Work item: Below are some records; quote exactly the lines from the one that contains "For every <instance>" through the one that contains "box: [160, 142, 294, 180]", inclusive, and no others.

=-=-=

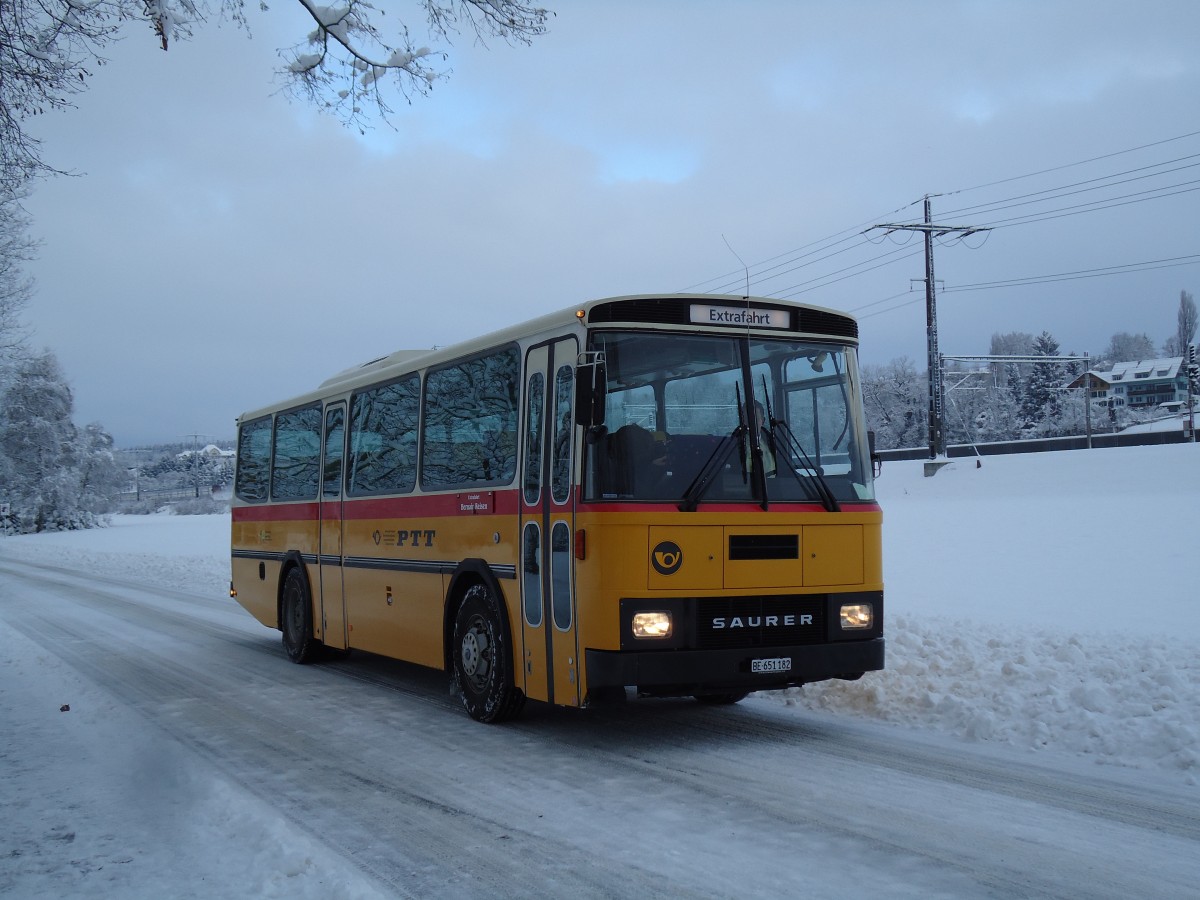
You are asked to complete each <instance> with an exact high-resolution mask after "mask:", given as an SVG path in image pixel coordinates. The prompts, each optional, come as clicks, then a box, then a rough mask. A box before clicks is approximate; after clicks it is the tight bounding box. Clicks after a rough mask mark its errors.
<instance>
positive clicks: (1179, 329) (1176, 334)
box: [1170, 290, 1196, 356]
mask: <svg viewBox="0 0 1200 900" xmlns="http://www.w3.org/2000/svg"><path fill="white" fill-rule="evenodd" d="M1176 323H1177V328H1176V330H1175V340H1176V341H1177V342H1178V353H1172V354H1170V355H1172V356H1186V355H1187V354H1188V344H1189V343H1192V341H1193V340H1195V336H1196V301H1195V300H1193V299H1192V294H1189V293H1188V292H1187V290H1181V292H1180V312H1178V316H1177V317H1176Z"/></svg>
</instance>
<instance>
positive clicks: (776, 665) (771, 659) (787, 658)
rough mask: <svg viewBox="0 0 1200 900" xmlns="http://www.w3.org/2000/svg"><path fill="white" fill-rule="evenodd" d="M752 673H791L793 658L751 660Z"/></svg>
mask: <svg viewBox="0 0 1200 900" xmlns="http://www.w3.org/2000/svg"><path fill="white" fill-rule="evenodd" d="M750 671H751V672H791V671H792V658H791V656H779V658H778V659H752V660H750Z"/></svg>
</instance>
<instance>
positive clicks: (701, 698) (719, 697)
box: [695, 691, 750, 707]
mask: <svg viewBox="0 0 1200 900" xmlns="http://www.w3.org/2000/svg"><path fill="white" fill-rule="evenodd" d="M749 692H750V691H737V692H728V694H696V695H695V697H696V701H697V702H698V703H704V704H706V706H710V707H727V706H733V704H734V703H740V702H742V701H743V700H745V698H746V695H748V694H749Z"/></svg>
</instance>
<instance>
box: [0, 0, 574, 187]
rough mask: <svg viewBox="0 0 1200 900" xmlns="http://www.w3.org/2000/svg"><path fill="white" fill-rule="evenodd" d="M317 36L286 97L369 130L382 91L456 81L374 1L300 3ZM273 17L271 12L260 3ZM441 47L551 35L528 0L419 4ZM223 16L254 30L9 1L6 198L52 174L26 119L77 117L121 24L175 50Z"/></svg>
mask: <svg viewBox="0 0 1200 900" xmlns="http://www.w3.org/2000/svg"><path fill="white" fill-rule="evenodd" d="M299 4H300V6H301V7H302V10H304V12H305V13H306V14H307V17H308V19H311V22H312V30H311V31H310V32H308V34H307V36H305V37H304V38H302V40H300V41H298V42H296V44H295V46H293V47H290V48H286V49H281V50H280V58H281V60H282V65H281V68H280V74H281V76H282V77H283V79H284V84H286V85H287V86H288V89H289V90H290V91H292V92H293V94H295V95H298V96H300V97H304V98H306V100H310V101H311V102H313V103H314V104H316V106H317V107H318V108H320V109H326V110H329V112H331V113H334V114H336V115H337V116H340V118H341V119H342V121H344V122H347V124H352V125H356V126H358V127H360V128H361V127H362V126H364V122H365V121H366V119H367V118H368V113H367V112H365V110H367V109H371V110H373V112H374V113H377V114H379V115H380V116H382V118H384V119H386V115H388V113H389V112H391V107H390V102H389V98H388V95H386V94H385V92H384V91H383V90H380V85H383V84H384V83H390V84H391V85H392V88H394V89H395V91H397V92H398V95H400V96H402V97H403V98H404V100H406V101H407V100H409V98H410V97H412V96H413V95H414V94H415V95H427V94H428V92H430V91H431V90H432V88H433V84H434V83H436V82H437V80H438V79H440V78H444V77H445V76H446V72H444V71H439V70H438V68H437V67H436V65H434V61H436V60H438V59H440V60H443V61H444V60H445V59H446V53H445V52H444V50H437V49H430V48H428V47H424V46H420V44H419V43H416V42H414V41H413V40H412V37H410V35H409V30H408V28H407V26H406V25H404V23H403V22H394V23H392V28H390V29H389V30H388V32H384V31H383V30H382V29H380V28H379V26H378V25H377V24H376V17H377V16H378V17H379V18H383V17H384V16H385V14H386V10H385V8H378V7H377V6H374V5H373V4H371V2H368V0H334V1H332V4H331V5H329V6H324V5H320V4H318V2H316V1H314V0H299ZM258 6H259V8H260V10H262V11H266V10H268V6H266V4H265V2H260V4H258ZM416 10H419V11H420V12H421V13H424V17H425V20H426V25H427V30H428V34H430V38H431V42H432V43H445V44H449V43H451V38H452V37H454V36H457V35H460V34H461V32H462V31H468V32H470V34H474V36H475V38H476V40H479V41H485V40H487V38H491V37H496V38H500V40H504V41H508V42H510V43H526V44H528V43H529V42H532V41H533V38H534V37H536V36H539V35H542V34H545V32H546V22H547V19H548V18H550V16H551V14H552V13H551V12H548V11H547V10H544V8H541V7H536V6H529V5H527V4H524V2H520V1H518V0H416V4H415V10H414V11H416ZM212 17H218V18H226V19H229V20H233V22H234V23H236V24H238V25H240V26H242V28H247V19H246V2H245V0H86V2H80V0H4V1H2V2H0V193H6V194H8V193H12V192H13V191H16V190H18V188H19V187H20V185H23V184H25V182H26V181H28V180H29V179H30V178H32V176H35V175H40V174H47V173H50V172H54V169H53V167H50V166H49V164H47V163H46V162H44V161H43V160H42V156H41V148H40V145H38V142H37V139H36V138H32V137H31V136H30V134H29V133H28V132H26V131H25V120H26V119H29V118H30V116H32V115H37V114H40V113H42V112H46V110H48V109H59V108H64V107H70V106H71V104H72V97H74V95H77V94H79V92H80V91H83V90H84V89H85V88H86V83H88V77H89V76H90V74H91V70H92V68H95V67H97V66H101V65H103V64H104V61H106V60H104V56H103V52H104V49H106V48H107V47H108V44H109V43H112V42H113V41H114V40H116V37H118V32H119V30H120V28H121V25H122V23H125V22H127V20H134V22H143V23H145V24H148V25H149V26H150V30H151V31H152V34H154V35H155V40H156V41H157V42H158V43H160V44H161V46H162V49H164V50H166V49H167V48H168V47H169V46H170V42H172V41H179V40H186V38H190V37H192V35H193V30H194V29H196V28H197V26H199V25H203V24H204V23H205V20H206V19H209V18H212Z"/></svg>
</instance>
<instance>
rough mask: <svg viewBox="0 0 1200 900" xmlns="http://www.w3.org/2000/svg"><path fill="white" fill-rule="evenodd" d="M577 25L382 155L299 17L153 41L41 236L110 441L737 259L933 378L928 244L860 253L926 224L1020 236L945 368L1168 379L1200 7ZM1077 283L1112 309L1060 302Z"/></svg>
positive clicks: (53, 119)
mask: <svg viewBox="0 0 1200 900" xmlns="http://www.w3.org/2000/svg"><path fill="white" fill-rule="evenodd" d="M548 4H550V6H551V7H552V8H553V10H554V11H556V12H557V16H556V17H554V18H553V19H552V20H551V23H550V32H548V34H547V35H546V36H544V37H540V38H538V40H536V41H535V43H534V44H533V46H530V47H520V46H518V47H510V46H508V44H505V43H503V42H499V41H493V42H491V44H490V47H488V48H486V49H485V48H482V47H479V46H476V44H475V43H474V42H473V41H472V40H469V38H468V37H467V36H463V37H462V38H460V40H457V41H456V42H455V44H454V46H445V44H434V48H436V49H445V50H446V52H448V53H449V60H448V62H446V64H445V65H446V66H448V67H450V68H452V73H451V74H450V77H449V79H448V80H445V82H442V83H439V84H438V85H437V88H436V89H434V91H433V95H432V96H431V97H428V98H415V100H414V101H413V103H412V106H406V104H404V103H403V102H402V101H401V102H398V103H396V104H395V106H396V113H395V115H394V119H392V124H394V125H395V130H391V128H389V127H388V126H386V125H380V126H379V127H378V128H376V130H374V131H372V132H370V133H368V134H367V136H366V137H362V136H360V134H358V133H356V132H354V131H350V130H346V128H343V127H342V126H340V125H338V124H337V122H336V121H335V120H332V119H329V118H325V116H322V115H319V114H317V113H314V112H312V110H310V109H308V108H306V107H305V106H302V104H299V103H296V102H292V101H289V100H288V98H287V97H286V96H283V95H281V94H280V92H278V83H277V80H276V78H275V76H274V74H272V67H274V66H275V65H276V62H277V56H276V53H275V50H276V48H277V47H283V46H288V44H292V43H294V42H295V41H296V40H298V38H299V37H300V36H301V35H304V34H305V32H306V31H307V30H308V26H307V25H306V24H305V22H304V18H302V17H301V16H300V13H299V7H296V8H295V10H293V8H292V7H289V6H288V4H287V2H286V0H284V1H282V2H277V4H272V10H271V11H270V12H269V13H259V12H258V10H257V5H256V4H251V5H250V6H251V7H253V8H252V12H251V26H252V30H253V38H247V37H246V35H245V34H244V32H241V31H239V30H238V29H236V28H234V26H232V25H229V24H224V25H221V26H217V24H211V25H209V26H205V28H203V29H200V30H199V31H198V34H197V36H196V37H194V38H193V40H192V41H191V42H187V43H179V44H173V46H172V48H170V50H169V52H168V53H163V52H162V50H161V49H158V48H157V46H156V42H155V40H154V36H152V35H151V34H150V31H149V29H148V28H145V26H144V25H140V24H138V25H136V26H130V28H127V30H126V32H125V40H124V41H122V42H121V43H120V44H119V46H116V47H114V48H112V52H110V54H109V56H110V60H112V61H110V62H109V65H107V66H103V67H102V68H100V70H98V71H97V72H96V76H95V78H94V79H92V80H91V86H90V89H89V90H88V92H86V94H84V95H83V96H80V97H79V102H78V108H77V109H73V110H68V112H65V113H62V114H55V115H50V116H44V118H42V119H41V120H38V121H37V122H36V133H37V134H38V136H41V137H42V138H43V140H44V149H46V155H47V157H48V161H49V162H50V163H53V164H55V166H58V167H61V168H66V169H71V170H74V172H78V173H80V176H79V178H59V179H56V180H53V181H48V182H44V184H41V185H38V186H37V188H36V192H35V194H34V197H32V198H31V199H30V202H29V203H28V208H29V210H30V212H31V214H32V215H34V217H35V222H34V230H35V235H36V236H37V238H38V239H40V240H42V242H43V245H42V250H41V258H40V260H38V262H37V263H36V264H34V265H32V266H31V274H32V275H34V276H35V277H36V280H37V284H38V287H37V294H36V296H35V300H34V304H32V306H31V308H30V311H29V316H28V318H29V320H30V324H31V325H32V328H34V330H35V334H34V343H35V346H36V347H38V348H41V347H48V348H50V349H53V350H54V352H55V353H56V354H58V356H59V360H60V361H61V364H62V366H64V368H65V371H66V374H67V377H68V378H70V380H71V383H72V386H73V389H74V395H76V409H77V416H76V418H77V421H78V422H79V424H84V422H89V421H101V422H103V424H104V425H106V426H107V427H108V430H109V431H110V432H112V433H113V434H114V437H115V438H116V443H118V445H119V446H133V445H137V444H142V443H148V442H168V440H179V439H185V438H184V436H188V437H187V438H186V439H187V440H191V439H192V438H191V437H190V436H192V434H199V436H202V437H200V440H206V439H211V438H229V437H232V436H233V433H234V419H235V416H236V415H238V414H239V413H241V412H242V410H245V409H250V408H254V407H258V406H262V404H265V403H269V402H274V401H277V400H282V398H284V397H287V396H290V395H294V394H299V392H302V391H306V390H308V389H311V388H313V386H316V385H317V384H318V383H319V382H320V380H323V379H324V378H325V377H328V376H329V374H331V373H332V372H336V371H340V370H342V368H346V367H348V366H352V365H355V364H358V362H360V361H365V360H367V359H371V358H374V356H378V355H380V354H384V353H388V352H391V350H394V349H400V348H412V347H428V346H433V344H446V343H451V342H454V341H456V340H461V338H468V337H474V336H478V335H481V334H484V332H486V331H490V330H492V329H494V328H499V326H502V325H505V324H510V323H514V322H517V320H521V319H524V318H530V317H534V316H538V314H541V313H545V312H550V311H553V310H559V308H565V307H568V306H571V305H574V304H575V302H578V301H581V300H587V299H595V298H601V296H611V295H617V294H628V293H650V292H676V290H684V289H700V290H730V292H736V293H742V292H743V290H744V283H745V274H744V272H743V270H742V265H740V263H739V262H738V259H737V257H736V256H734V254H733V252H731V250H730V248H728V247H727V246H726V240H727V241H728V244H730V245H731V246H732V248H733V250H734V251H736V252H737V254H738V256H739V257H740V258H742V259H744V260H745V262H746V263H748V264H749V266H750V275H751V284H750V288H751V292H752V293H755V294H766V295H774V296H787V298H794V299H798V300H804V301H808V302H816V304H820V305H824V306H832V307H836V308H842V310H847V311H851V312H854V313H856V314H857V316H859V317H860V319H862V341H863V349H862V356H863V360H864V361H865V362H868V364H882V362H887V361H889V360H892V359H895V358H899V356H908V358H911V359H912V360H913V361H914V362H916V364H917V366H918V368H924V361H925V311H924V294H923V290H924V288H923V283H922V282H920V281H919V280H920V278H923V276H924V262H923V256H922V245H920V238H919V235H918V234H916V233H912V232H900V233H894V234H892V235H890V236H887V235H886V234H884V233H883V232H882V230H874V232H869V233H868V234H865V235H862V236H858V235H859V233H860V232H863V230H864V229H866V228H868V227H869V226H870V224H875V223H884V222H913V221H918V220H919V218H920V216H922V205H920V200H922V198H923V197H924V196H925V194H935V197H934V199H932V210H934V221H935V222H938V223H946V224H958V226H986V224H992V226H1001V224H1003V226H1004V227H995V228H994V230H991V232H988V233H979V234H974V235H971V236H968V238H966V239H964V240H961V241H958V242H955V241H950V240H944V241H943V242H942V244H941V245H938V246H937V250H936V257H935V258H936V272H935V274H936V278H937V281H938V289H940V295H938V316H940V325H941V349H942V352H943V353H947V354H983V353H988V350H989V343H990V338H991V336H992V335H994V334H996V332H1009V331H1026V332H1031V334H1039V332H1040V331H1043V330H1048V331H1050V332H1051V334H1052V335H1054V336H1055V337H1056V338H1057V340H1058V342H1060V344H1061V348H1062V352H1063V353H1070V352H1079V353H1082V352H1091V353H1096V352H1099V350H1103V349H1104V347H1105V346H1106V344H1108V342H1109V338H1110V337H1111V336H1112V335H1114V334H1116V332H1118V331H1129V332H1146V334H1148V335H1150V337H1151V338H1152V340H1153V341H1154V343H1156V344H1157V346H1160V344H1162V343H1163V342H1164V341H1165V340H1166V338H1168V337H1169V336H1170V335H1172V334H1174V332H1175V313H1176V310H1177V307H1178V298H1180V292H1181V290H1183V289H1186V290H1189V292H1193V293H1200V292H1198V289H1200V265H1198V263H1200V257H1198V256H1196V254H1200V228H1198V218H1200V216H1198V211H1200V191H1196V187H1198V186H1200V180H1198V179H1200V164H1198V163H1200V4H1196V2H1194V0H1178V1H1177V2H1162V1H1157V2H1156V1H1154V0H1150V1H1147V2H1140V4H1129V2H1109V1H1108V0H1069V1H1067V0H1063V1H1061V2H1054V1H1052V0H1033V1H1030V2H1021V1H1019V0H996V1H994V2H992V1H988V0H976V1H973V2H952V1H946V0H943V1H941V2H850V1H846V2H834V1H833V0H829V1H828V2H809V1H803V0H780V1H778V2H768V1H766V0H762V1H752V2H736V4H734V2H732V0H727V1H726V2H703V1H702V0H676V1H673V2H667V1H665V0H664V1H658V2H649V1H647V0H641V1H636V0H625V1H620V0H608V1H606V2H602V4H600V2H583V0H560V1H558V2H556V1H554V0H548ZM383 5H384V6H386V8H389V10H390V16H389V17H388V18H402V19H404V20H407V23H408V24H409V25H410V28H412V29H413V32H414V38H415V41H416V43H426V42H427V38H426V37H425V36H424V35H422V34H421V29H422V28H424V20H422V17H421V16H420V14H419V12H416V11H415V6H414V5H413V4H410V2H407V1H404V0H401V1H397V2H386V1H385V2H384V4H383ZM384 22H386V19H384ZM1194 132H1195V133H1194ZM1127 151H1128V152H1127ZM1085 161H1091V162H1085ZM1074 163H1085V164H1074ZM1186 167H1192V168H1186ZM1033 173H1042V174H1037V175H1033ZM1026 176H1027V178H1026ZM1132 179H1136V180H1132ZM1117 182H1120V184H1117ZM1043 192H1049V193H1043ZM938 194H940V196H938ZM1097 202H1100V204H1102V205H1105V206H1108V208H1106V209H1100V210H1097V211H1087V209H1090V208H1086V206H1081V204H1088V203H1093V204H1094V203H1097ZM1014 204H1020V205H1014ZM1117 204H1120V205H1117ZM1092 209H1094V208H1092ZM1030 218H1033V220H1038V221H1028V220H1030ZM1013 220H1016V221H1013ZM866 239H870V240H871V241H875V242H869V244H868V242H864V241H865V240H866ZM835 241H840V242H835ZM906 241H907V242H906ZM1187 257H1192V258H1190V259H1187ZM1152 260H1175V264H1171V265H1166V264H1164V263H1162V262H1152ZM1144 263H1151V265H1150V266H1144V265H1140V264H1144ZM1178 263H1182V264H1178ZM1109 266H1114V268H1116V266H1121V268H1122V269H1121V274H1118V275H1105V276H1102V277H1092V276H1096V275H1100V272H1098V271H1097V270H1100V269H1105V268H1109ZM1066 272H1076V274H1086V275H1087V276H1088V277H1072V278H1070V280H1060V281H1048V280H1045V277H1043V276H1050V275H1058V274H1066ZM1026 278H1030V280H1033V282H1034V283H1022V284H1016V286H1009V287H1002V288H997V287H989V288H986V289H967V287H968V286H978V284H983V283H989V282H997V281H1004V280H1026Z"/></svg>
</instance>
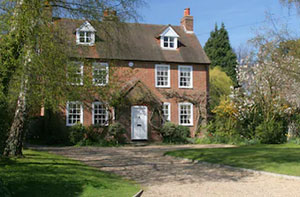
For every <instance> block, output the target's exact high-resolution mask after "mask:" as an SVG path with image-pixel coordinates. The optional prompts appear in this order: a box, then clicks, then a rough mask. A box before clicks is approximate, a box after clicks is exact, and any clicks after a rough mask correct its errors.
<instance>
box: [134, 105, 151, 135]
mask: <svg viewBox="0 0 300 197" xmlns="http://www.w3.org/2000/svg"><path fill="white" fill-rule="evenodd" d="M133 109H145V110H146V126H145V127H146V128H145V130H146V138H145V139H133V136H134V124H133V123H134V121H133V111H134V110H133ZM131 140H148V107H147V106H145V105H134V106H131Z"/></svg>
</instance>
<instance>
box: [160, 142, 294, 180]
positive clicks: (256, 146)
mask: <svg viewBox="0 0 300 197" xmlns="http://www.w3.org/2000/svg"><path fill="white" fill-rule="evenodd" d="M166 155H171V156H175V157H184V158H188V159H192V160H199V161H205V162H210V163H217V164H225V165H230V166H234V167H241V168H248V169H255V170H261V171H267V172H274V173H279V174H287V175H294V176H300V145H295V144H282V145H253V146H241V147H236V148H211V149H186V150H178V151H172V152H167V153H166Z"/></svg>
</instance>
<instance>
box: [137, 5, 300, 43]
mask: <svg viewBox="0 0 300 197" xmlns="http://www.w3.org/2000/svg"><path fill="white" fill-rule="evenodd" d="M188 7H189V8H191V15H193V16H194V30H195V33H196V34H197V37H198V39H199V41H200V43H201V44H202V46H204V44H205V42H206V41H207V39H208V38H209V34H210V31H212V30H213V29H214V26H215V23H217V24H218V25H220V24H221V23H222V22H224V24H225V27H226V29H227V30H228V32H229V36H230V42H231V44H232V46H233V48H237V47H239V46H240V45H244V44H245V43H246V42H247V40H249V39H251V38H253V37H254V36H255V31H256V30H258V28H260V27H261V26H264V21H265V20H266V13H267V12H268V13H271V14H272V16H273V17H274V18H275V19H279V20H280V21H282V22H286V21H288V23H287V24H288V25H289V27H291V29H292V30H295V31H297V30H298V29H300V28H299V27H300V15H297V14H296V11H295V10H288V9H287V8H284V7H282V6H281V5H280V3H279V0H147V5H146V6H145V7H143V8H141V9H140V11H139V14H140V15H141V19H140V22H142V23H151V24H173V25H179V24H180V19H181V18H182V16H183V10H184V8H188Z"/></svg>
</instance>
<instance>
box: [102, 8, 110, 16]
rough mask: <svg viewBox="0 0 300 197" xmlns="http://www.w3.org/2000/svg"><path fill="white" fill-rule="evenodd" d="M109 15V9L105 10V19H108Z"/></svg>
mask: <svg viewBox="0 0 300 197" xmlns="http://www.w3.org/2000/svg"><path fill="white" fill-rule="evenodd" d="M108 15H109V10H108V9H105V10H104V11H103V16H104V17H107V16H108Z"/></svg>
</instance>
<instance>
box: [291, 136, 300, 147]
mask: <svg viewBox="0 0 300 197" xmlns="http://www.w3.org/2000/svg"><path fill="white" fill-rule="evenodd" d="M288 143H289V144H297V145H300V138H299V137H296V138H291V139H289V140H288Z"/></svg>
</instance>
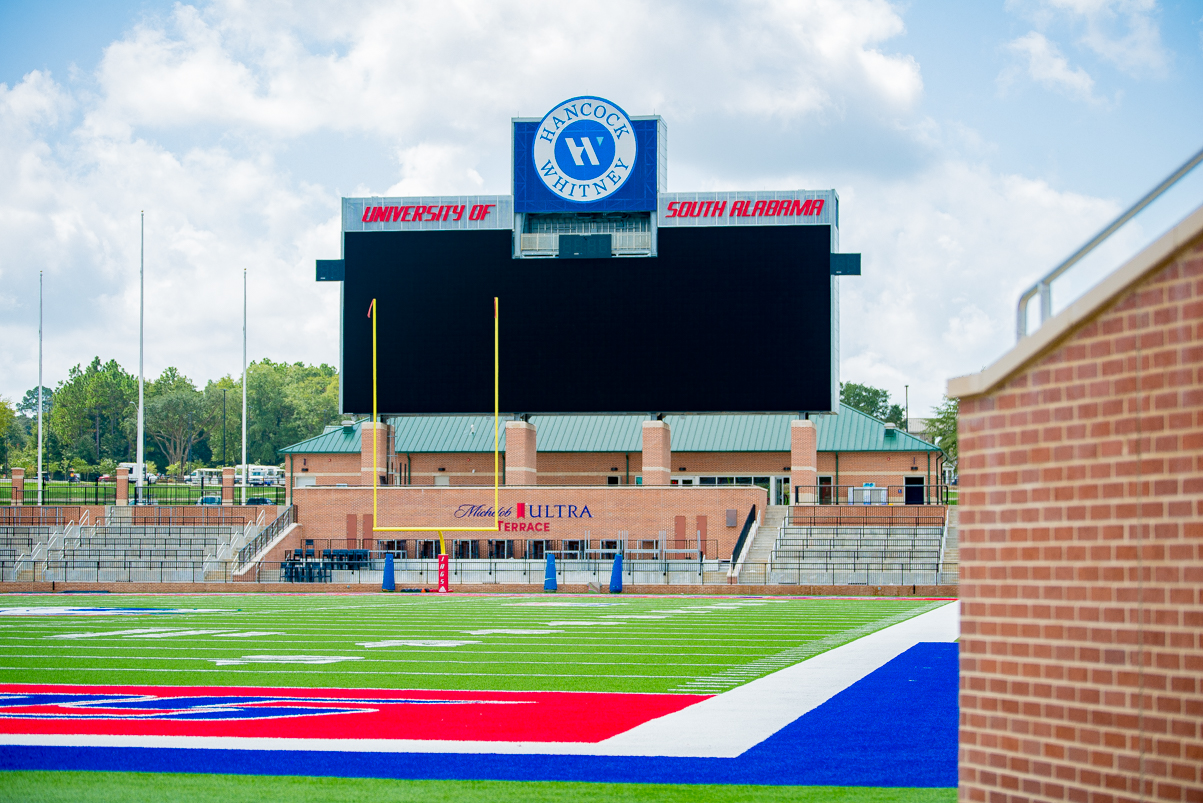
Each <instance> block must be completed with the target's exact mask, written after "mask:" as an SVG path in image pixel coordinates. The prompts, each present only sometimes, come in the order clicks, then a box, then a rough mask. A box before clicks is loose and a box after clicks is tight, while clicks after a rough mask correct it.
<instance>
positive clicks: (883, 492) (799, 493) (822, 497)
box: [794, 483, 950, 504]
mask: <svg viewBox="0 0 1203 803" xmlns="http://www.w3.org/2000/svg"><path fill="white" fill-rule="evenodd" d="M949 489H950V486H949V485H943V484H936V483H934V484H925V485H872V486H865V485H795V486H794V503H795V504H948V502H949Z"/></svg>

=-=-=

Task answer:
For every <instance> block, output the target's exact high-resolution mask after "mask:" as an SVG path with image-pixel coordinates. The optional prompts appear in this order: a box, then clicks, then a rough mask. A box before clicks is approximate, a box after clicks is exact, and any clicks after a rough mask correct its errors.
<instance>
box: [134, 105, 151, 135]
mask: <svg viewBox="0 0 300 197" xmlns="http://www.w3.org/2000/svg"><path fill="white" fill-rule="evenodd" d="M133 109H145V110H146V126H145V127H146V128H145V130H146V138H145V139H133V136H134V124H133V123H134V121H133V111H134V110H133ZM131 140H148V107H147V106H145V105H134V106H131Z"/></svg>
</instance>
<instance>
box: [160, 142, 294, 180]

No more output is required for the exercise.